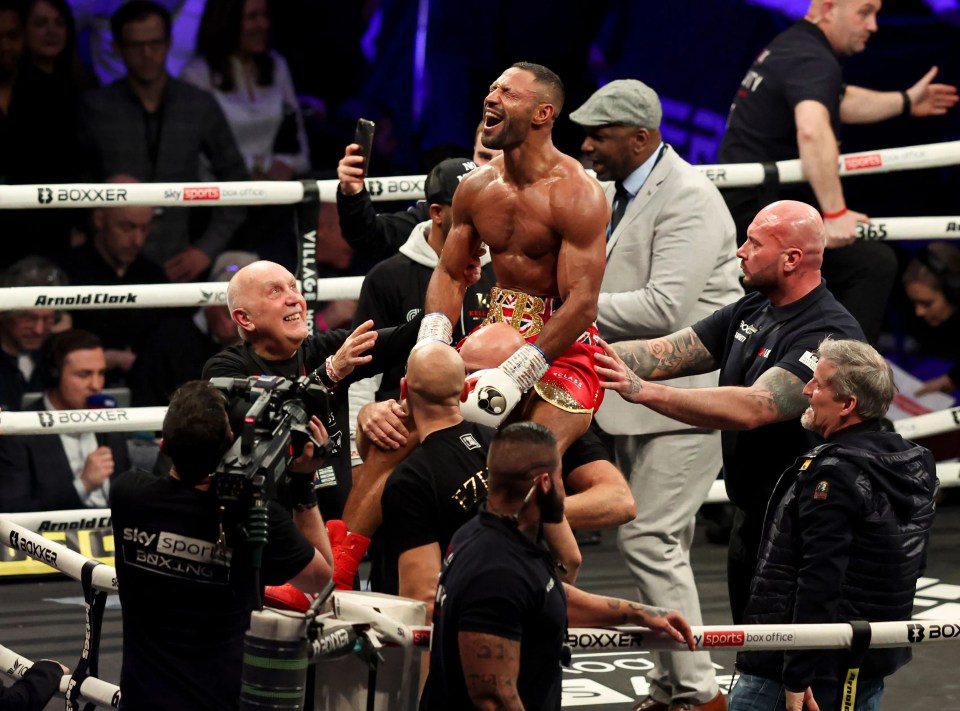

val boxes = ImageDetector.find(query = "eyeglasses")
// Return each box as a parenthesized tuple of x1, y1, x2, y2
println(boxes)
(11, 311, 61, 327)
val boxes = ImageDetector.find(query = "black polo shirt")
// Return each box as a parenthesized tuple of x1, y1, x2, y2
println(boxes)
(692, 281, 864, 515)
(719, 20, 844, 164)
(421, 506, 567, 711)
--
→ **EXERCISE BRIEF**: Could you tally how many lines of the material above include the word "ImageDetector" and reply with only that count?

→ **RESPONSE TO THE TASK**: 2